* _Your goal_
In the article below about Macron after the Notre Dame fire, list every phrase in double quotation marks that is four words or shorter.

* _Text segment_
##########
Following Notre Dame fire, Macron must return to politics next week
There is much unfinished business for the French president including his cancelled speech
Emmanuel Macron, centre, near Notre Dame cathedral last Monday. That afternoon, the president had recorded an address to the nation, which was to have been broadcast at 8pm. Photograph: Philippe Wojazer/AFP/Getty Images
The flames that devoured much of Notre Dame Cathedral last Monday night also destroyed president Emmanuel Macron’s meticulously constructed communications plan.
Macron had spent three months conducting a “great national debate” to bring France out of the gilets jaunes crisis, named after the yellow-vested protesters who will demonstrate for the 23rd consecutive on Saturday.
On Monday afternoon, Macron recorded a 26-minute address to the nation, which was to have been broadcast at 8pm. He envisaged the speech as a turning point in his presidency, as nothing less than a “refoundation” of the French republic.
“All chapters of our national life are concerned,” Macron said in the recording, according to leaks that subsequently appeared in French newspapers. “If France does not carry, on behalf of its citizens and their families, and in the face of the world, this great project of resistance against the inevitability of the law of the jungle, no one will.”
When he learned of the fire, Macron cancelled the broadcast and rushed to the scene of the conflagration. At 8.05pm, he tweeted instead: “Notre Dame de Paris is in flames. Emotion of the whole nation... like all our compatriots, I am sad this evening to see a part of us burning.”
Macron postponed a scheduled press conference until April 25th, and dedicated the entire week to the “emotion of the nation”, shifting from the role of a providential leader offering a way out of social crisis to that of a compassionate father figure.
##########
* _Dataset records_
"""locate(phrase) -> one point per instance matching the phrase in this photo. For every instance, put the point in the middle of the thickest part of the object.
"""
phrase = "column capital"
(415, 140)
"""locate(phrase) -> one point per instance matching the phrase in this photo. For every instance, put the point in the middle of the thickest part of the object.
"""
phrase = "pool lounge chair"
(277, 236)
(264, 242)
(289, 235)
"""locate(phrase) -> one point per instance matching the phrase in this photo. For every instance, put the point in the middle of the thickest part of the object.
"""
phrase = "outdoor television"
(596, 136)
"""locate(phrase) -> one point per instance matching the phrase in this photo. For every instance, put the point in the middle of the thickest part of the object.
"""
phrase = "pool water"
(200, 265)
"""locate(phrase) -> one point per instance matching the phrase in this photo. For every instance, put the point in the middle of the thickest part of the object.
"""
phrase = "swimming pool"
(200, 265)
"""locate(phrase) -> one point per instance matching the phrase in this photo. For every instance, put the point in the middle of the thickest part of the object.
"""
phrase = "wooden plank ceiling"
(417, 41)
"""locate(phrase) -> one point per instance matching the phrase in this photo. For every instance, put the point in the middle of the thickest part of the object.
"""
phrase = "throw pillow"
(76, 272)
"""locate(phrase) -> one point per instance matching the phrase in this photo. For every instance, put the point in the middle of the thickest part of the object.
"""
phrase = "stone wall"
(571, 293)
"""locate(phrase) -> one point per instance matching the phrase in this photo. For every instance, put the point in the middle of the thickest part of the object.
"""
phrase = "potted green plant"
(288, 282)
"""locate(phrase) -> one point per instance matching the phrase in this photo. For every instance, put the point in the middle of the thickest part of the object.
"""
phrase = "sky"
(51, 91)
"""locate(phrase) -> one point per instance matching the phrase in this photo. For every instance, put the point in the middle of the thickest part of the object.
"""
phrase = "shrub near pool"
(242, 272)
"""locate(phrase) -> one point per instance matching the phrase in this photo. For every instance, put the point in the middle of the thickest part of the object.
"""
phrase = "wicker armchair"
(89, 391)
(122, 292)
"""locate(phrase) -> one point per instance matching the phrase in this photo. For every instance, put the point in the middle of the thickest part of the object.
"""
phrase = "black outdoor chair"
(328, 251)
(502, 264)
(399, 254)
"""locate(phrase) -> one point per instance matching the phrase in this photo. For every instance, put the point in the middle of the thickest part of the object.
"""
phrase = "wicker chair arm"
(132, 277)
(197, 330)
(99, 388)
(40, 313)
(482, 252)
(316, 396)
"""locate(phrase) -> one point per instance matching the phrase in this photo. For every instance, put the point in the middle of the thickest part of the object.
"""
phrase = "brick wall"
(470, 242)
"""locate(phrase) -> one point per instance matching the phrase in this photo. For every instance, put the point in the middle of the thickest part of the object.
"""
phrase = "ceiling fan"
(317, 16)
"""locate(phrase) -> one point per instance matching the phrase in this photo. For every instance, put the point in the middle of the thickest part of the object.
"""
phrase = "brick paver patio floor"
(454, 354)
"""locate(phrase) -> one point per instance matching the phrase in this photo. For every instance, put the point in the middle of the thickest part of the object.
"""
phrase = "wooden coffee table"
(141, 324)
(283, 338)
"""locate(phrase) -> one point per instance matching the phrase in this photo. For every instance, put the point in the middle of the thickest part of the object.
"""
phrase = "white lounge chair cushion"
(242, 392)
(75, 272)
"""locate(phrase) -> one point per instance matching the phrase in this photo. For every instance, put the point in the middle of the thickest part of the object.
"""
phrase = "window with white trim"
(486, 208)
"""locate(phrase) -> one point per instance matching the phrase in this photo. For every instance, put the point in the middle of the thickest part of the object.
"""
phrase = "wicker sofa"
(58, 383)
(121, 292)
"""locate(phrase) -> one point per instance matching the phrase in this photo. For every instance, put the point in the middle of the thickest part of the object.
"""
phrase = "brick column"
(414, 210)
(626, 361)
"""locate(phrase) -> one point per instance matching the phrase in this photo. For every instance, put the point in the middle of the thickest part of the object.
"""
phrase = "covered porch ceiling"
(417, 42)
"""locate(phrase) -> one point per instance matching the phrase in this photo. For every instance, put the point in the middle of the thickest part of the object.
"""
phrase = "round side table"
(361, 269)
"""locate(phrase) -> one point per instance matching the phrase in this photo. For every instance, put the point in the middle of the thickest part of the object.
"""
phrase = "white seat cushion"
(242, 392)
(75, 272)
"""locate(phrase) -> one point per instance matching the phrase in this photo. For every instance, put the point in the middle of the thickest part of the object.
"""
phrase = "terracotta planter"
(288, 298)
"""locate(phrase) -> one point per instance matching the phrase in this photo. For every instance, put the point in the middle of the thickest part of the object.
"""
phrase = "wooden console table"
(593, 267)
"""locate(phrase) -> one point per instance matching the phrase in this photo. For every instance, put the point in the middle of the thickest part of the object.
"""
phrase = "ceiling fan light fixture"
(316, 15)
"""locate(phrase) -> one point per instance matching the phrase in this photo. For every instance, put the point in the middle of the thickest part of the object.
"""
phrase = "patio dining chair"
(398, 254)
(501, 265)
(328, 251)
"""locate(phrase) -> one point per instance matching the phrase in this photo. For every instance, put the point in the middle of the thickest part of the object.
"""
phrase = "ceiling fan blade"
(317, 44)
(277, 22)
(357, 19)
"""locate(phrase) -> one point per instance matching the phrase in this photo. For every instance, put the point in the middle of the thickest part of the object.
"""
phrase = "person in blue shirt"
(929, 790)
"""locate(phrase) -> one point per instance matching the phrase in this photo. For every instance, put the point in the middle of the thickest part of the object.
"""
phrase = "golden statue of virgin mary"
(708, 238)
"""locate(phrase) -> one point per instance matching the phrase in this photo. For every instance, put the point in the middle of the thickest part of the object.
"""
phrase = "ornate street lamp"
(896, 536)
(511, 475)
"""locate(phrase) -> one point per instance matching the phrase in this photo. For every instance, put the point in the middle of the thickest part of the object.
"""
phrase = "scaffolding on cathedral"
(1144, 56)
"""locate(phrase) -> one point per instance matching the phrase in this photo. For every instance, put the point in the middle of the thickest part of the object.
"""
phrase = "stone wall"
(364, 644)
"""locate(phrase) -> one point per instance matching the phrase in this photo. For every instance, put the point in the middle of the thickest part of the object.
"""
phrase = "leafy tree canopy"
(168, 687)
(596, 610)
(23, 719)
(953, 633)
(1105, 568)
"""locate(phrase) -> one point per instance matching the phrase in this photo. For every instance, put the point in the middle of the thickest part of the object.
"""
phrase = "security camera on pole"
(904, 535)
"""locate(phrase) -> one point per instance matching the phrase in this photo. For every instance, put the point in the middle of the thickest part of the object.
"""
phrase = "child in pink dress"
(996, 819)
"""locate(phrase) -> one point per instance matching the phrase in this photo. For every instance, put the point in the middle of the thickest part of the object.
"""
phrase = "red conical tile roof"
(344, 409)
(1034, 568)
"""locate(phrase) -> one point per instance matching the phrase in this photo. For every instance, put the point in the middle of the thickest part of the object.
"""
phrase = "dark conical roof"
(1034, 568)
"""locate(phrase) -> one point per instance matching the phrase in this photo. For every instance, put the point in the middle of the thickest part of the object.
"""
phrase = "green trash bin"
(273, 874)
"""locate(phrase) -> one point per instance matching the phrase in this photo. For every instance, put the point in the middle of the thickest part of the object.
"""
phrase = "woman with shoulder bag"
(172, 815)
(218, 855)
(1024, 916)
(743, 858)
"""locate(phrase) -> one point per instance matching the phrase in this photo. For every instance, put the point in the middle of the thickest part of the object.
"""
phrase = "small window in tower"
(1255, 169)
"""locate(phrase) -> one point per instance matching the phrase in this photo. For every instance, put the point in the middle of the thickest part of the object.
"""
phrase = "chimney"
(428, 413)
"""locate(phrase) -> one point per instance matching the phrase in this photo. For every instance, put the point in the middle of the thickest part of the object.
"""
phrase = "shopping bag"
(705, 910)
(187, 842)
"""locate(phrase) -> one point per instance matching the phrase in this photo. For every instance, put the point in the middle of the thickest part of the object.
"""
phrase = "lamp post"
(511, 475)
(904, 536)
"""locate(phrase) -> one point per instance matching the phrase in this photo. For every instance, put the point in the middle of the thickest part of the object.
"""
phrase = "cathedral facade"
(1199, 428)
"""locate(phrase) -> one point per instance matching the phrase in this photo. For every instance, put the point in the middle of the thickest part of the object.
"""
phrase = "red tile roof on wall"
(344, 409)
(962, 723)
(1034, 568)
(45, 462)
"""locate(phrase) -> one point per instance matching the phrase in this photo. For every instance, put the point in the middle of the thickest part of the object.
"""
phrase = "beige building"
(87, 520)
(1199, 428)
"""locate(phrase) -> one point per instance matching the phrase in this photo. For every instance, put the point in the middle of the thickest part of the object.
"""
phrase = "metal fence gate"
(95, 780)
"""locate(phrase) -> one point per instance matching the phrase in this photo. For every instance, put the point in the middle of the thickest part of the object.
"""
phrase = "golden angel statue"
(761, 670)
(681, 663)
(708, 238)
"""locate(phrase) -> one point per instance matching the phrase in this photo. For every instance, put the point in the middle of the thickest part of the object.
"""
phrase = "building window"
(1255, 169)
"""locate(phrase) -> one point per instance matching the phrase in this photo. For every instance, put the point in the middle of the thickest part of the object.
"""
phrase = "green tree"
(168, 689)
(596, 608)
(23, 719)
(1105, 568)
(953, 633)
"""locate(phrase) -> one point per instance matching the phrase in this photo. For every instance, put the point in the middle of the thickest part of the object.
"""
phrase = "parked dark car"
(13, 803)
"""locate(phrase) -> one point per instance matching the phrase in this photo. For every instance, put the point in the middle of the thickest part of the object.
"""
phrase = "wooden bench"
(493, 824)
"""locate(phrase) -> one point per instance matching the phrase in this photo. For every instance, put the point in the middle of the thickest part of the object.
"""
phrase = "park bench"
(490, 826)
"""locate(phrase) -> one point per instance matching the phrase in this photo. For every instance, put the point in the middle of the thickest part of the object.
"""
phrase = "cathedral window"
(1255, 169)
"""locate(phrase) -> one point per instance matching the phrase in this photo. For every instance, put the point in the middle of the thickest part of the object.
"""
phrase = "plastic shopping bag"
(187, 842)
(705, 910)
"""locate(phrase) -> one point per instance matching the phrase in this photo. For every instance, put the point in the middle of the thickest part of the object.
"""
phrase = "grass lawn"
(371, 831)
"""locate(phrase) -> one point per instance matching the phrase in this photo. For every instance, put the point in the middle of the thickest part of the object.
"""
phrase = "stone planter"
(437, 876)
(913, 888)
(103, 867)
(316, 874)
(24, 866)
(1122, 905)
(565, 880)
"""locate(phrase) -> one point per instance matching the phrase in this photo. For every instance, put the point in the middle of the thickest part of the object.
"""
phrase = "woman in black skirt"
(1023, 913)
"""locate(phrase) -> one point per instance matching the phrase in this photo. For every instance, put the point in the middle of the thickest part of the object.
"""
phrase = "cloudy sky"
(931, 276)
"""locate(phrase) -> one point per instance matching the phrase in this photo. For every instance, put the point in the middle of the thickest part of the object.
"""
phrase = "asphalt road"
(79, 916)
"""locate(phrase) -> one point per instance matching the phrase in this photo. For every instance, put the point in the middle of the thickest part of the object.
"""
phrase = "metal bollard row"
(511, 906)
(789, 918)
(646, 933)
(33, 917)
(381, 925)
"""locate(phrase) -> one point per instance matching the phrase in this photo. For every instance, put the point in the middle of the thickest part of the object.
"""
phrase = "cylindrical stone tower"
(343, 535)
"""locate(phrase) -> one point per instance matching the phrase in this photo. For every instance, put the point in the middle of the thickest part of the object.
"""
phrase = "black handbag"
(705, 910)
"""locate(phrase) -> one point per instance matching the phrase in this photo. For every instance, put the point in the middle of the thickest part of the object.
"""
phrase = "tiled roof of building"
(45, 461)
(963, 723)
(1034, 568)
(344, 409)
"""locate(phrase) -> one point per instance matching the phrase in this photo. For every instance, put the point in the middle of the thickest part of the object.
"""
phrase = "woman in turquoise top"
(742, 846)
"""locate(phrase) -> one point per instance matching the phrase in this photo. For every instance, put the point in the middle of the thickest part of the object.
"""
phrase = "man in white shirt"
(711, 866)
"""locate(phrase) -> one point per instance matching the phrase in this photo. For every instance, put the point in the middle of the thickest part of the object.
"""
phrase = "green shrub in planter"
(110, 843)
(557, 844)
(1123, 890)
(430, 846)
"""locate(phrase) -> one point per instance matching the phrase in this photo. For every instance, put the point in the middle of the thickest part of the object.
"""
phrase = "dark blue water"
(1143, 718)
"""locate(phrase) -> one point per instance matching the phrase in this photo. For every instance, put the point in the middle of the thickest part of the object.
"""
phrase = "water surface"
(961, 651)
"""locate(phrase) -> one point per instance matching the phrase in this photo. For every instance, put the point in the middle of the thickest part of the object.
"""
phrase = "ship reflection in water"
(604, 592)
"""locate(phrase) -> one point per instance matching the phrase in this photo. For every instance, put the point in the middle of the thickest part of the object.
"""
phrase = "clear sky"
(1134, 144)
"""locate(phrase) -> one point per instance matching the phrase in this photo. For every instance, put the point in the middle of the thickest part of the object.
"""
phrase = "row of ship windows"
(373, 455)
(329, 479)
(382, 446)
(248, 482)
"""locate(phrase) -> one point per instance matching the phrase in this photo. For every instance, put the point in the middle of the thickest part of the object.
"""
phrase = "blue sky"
##########
* _Answer for the task_
"great national debate"
"refoundation"
"emotion of the nation"